◆ **Data listing**
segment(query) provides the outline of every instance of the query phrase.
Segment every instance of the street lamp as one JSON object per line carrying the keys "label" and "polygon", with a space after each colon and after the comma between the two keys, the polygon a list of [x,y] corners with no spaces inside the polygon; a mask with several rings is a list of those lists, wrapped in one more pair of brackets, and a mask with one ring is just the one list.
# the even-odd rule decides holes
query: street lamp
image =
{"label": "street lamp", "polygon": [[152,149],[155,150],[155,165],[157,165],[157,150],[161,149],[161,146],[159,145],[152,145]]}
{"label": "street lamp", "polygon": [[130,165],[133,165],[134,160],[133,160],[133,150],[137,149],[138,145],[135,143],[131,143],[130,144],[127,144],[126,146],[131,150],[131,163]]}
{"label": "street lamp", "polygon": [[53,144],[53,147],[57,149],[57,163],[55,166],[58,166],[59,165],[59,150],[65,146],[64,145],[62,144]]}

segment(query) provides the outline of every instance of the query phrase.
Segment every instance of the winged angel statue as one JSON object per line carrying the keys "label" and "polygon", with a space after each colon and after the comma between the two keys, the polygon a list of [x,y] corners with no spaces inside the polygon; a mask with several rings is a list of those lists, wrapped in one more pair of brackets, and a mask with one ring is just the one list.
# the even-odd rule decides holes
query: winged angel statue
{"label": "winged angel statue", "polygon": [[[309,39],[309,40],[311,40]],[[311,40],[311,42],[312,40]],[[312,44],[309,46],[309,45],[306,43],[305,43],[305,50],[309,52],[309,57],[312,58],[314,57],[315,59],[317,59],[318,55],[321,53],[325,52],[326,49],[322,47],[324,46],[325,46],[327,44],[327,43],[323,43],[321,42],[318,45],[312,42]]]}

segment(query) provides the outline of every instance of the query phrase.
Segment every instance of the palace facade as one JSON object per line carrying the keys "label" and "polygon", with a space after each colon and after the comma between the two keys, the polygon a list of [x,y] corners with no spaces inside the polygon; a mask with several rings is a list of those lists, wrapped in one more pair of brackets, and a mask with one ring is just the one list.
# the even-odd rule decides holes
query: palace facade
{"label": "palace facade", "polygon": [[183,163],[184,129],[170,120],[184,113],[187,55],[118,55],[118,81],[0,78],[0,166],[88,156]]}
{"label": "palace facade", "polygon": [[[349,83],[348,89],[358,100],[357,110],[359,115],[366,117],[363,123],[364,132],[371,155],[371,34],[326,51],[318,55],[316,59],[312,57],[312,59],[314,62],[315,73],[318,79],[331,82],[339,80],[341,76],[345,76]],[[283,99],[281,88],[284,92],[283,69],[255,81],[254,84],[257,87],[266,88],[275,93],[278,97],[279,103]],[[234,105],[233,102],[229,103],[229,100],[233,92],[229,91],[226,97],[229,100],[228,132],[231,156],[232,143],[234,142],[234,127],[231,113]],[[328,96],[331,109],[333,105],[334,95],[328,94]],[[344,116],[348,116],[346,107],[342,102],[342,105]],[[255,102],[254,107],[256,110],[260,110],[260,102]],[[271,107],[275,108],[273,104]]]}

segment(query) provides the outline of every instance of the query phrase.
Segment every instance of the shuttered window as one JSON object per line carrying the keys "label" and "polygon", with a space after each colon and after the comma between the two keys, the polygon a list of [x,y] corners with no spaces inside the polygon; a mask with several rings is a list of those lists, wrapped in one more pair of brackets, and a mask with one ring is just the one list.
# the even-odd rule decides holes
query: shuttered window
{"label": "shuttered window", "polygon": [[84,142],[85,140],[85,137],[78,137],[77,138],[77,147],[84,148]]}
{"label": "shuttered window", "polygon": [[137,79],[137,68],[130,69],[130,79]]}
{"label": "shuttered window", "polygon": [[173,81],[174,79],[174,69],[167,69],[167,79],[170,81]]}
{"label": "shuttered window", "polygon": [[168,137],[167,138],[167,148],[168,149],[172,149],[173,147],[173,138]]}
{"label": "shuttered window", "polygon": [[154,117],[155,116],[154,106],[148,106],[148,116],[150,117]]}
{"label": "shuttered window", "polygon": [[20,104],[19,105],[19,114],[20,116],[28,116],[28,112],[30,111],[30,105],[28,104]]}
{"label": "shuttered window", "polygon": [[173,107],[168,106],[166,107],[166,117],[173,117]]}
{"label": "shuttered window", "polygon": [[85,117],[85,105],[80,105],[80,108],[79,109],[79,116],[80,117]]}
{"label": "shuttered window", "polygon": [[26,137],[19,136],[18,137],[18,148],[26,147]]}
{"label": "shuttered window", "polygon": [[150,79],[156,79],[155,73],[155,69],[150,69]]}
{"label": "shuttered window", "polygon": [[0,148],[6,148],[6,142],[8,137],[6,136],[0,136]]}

◆ **Task to complete**
Print back all the lines verbatim.

◆ **Final answer**
segment(query) provides the outline of every instance of the query phrase.
Segment every instance of the street lamp as one JSON object per line carrying the keys "label" and "polygon", with a space after each colon and after the comma between the two keys, the polygon a list of [x,y] corners with no spaces inside the polygon; a mask with several rings is a list of those lists, wrapped in one more pair of brackets, and a mask with one ring is just the one list.
# the even-odd rule decides holes
query: street lamp
image =
{"label": "street lamp", "polygon": [[152,149],[155,150],[155,165],[157,165],[157,150],[161,149],[161,146],[159,145],[152,145]]}
{"label": "street lamp", "polygon": [[130,165],[133,165],[134,160],[133,160],[133,150],[137,149],[138,145],[135,143],[131,143],[130,144],[127,144],[126,146],[131,150],[131,163]]}
{"label": "street lamp", "polygon": [[53,144],[53,147],[57,149],[57,163],[55,166],[58,166],[59,165],[59,150],[65,146],[64,145],[62,144]]}

segment(query) provides the outline of every instance of the query phrase.
Segment every instance of the winged angel statue as one JSON object per line carrying the keys "label" and "polygon", with a space after each colon and after the comma between the two keys, the polygon a list of [x,y] corners with no spaces inside the polygon; a mask with several rings is a list of those lists, wrapped in one more pair of brackets, and a mask with one ring is just the one list.
# the even-odd rule decides holes
query: winged angel statue
{"label": "winged angel statue", "polygon": [[[309,39],[309,40],[311,40]],[[311,40],[311,42],[312,40]],[[312,44],[309,46],[309,45],[306,43],[305,43],[305,50],[309,52],[309,57],[312,58],[314,57],[315,59],[317,59],[318,55],[321,53],[325,52],[326,49],[322,47],[324,46],[325,46],[327,44],[327,43],[323,43],[321,42],[318,45],[312,42]]]}

segment(query) provides the outline of every instance of the query phrase.
Segment every instance of the palace facade as one JSON object per line carrying the keys "label" and "polygon", with a space after each colon and after the comma between the two keys, the polygon a list of [x,y] corners with no spaces inside the polygon; a mask with several rings is a list of those lists, wrapped in one more pair of brackets, and a mask with one ring is just the one list.
# the even-odd rule decides holes
query: palace facade
{"label": "palace facade", "polygon": [[183,163],[184,129],[170,120],[184,113],[187,55],[118,55],[118,81],[0,78],[0,166],[88,156]]}
{"label": "palace facade", "polygon": [[[349,83],[348,89],[358,100],[357,110],[359,115],[366,117],[363,123],[364,132],[371,155],[371,34],[326,51],[318,55],[316,59],[312,57],[312,59],[314,62],[315,73],[318,79],[331,82],[339,80],[341,76],[345,76]],[[283,99],[281,88],[284,92],[283,69],[255,81],[254,84],[257,87],[266,88],[275,93],[278,97],[279,103]],[[234,105],[233,102],[229,103],[229,100],[233,92],[229,91],[226,97],[229,100],[228,132],[231,156],[232,143],[234,142],[234,127],[231,113]],[[328,96],[331,109],[333,105],[334,95],[328,94]],[[344,116],[348,116],[346,107],[342,102],[342,105]],[[255,102],[254,107],[256,110],[260,110],[260,102]],[[271,107],[275,108],[273,104]]]}

segment(query) provides the outline of every instance of the query phrase.
Segment every instance of the shuttered window as one JSON object per line carrying the keys "label" and "polygon", with a space after each colon and after the comma between the two keys, the polygon a list of [x,y] corners with no spaces inside the polygon; a mask with several rings is a list of those lists, wrapped in one more pair of brackets, and a mask with one ring is just the one list.
# the even-odd rule decides holes
query: shuttered window
{"label": "shuttered window", "polygon": [[84,142],[85,140],[85,137],[78,137],[77,138],[77,147],[84,148]]}
{"label": "shuttered window", "polygon": [[137,79],[137,68],[130,69],[130,79]]}
{"label": "shuttered window", "polygon": [[173,81],[174,79],[174,69],[167,69],[167,79],[170,81]]}
{"label": "shuttered window", "polygon": [[168,137],[167,138],[167,148],[168,149],[172,149],[173,147],[173,138]]}
{"label": "shuttered window", "polygon": [[154,117],[155,116],[154,106],[148,106],[148,116],[150,117]]}
{"label": "shuttered window", "polygon": [[20,104],[19,105],[19,114],[20,116],[28,116],[28,112],[30,111],[30,105],[28,104]]}
{"label": "shuttered window", "polygon": [[173,107],[168,106],[166,107],[166,117],[173,117]]}
{"label": "shuttered window", "polygon": [[85,117],[85,105],[80,105],[80,108],[79,109],[79,116],[80,117]]}
{"label": "shuttered window", "polygon": [[26,137],[19,136],[18,137],[18,148],[26,147]]}
{"label": "shuttered window", "polygon": [[150,79],[156,79],[155,73],[155,69],[150,69]]}
{"label": "shuttered window", "polygon": [[0,148],[6,148],[6,142],[8,137],[6,136],[0,136]]}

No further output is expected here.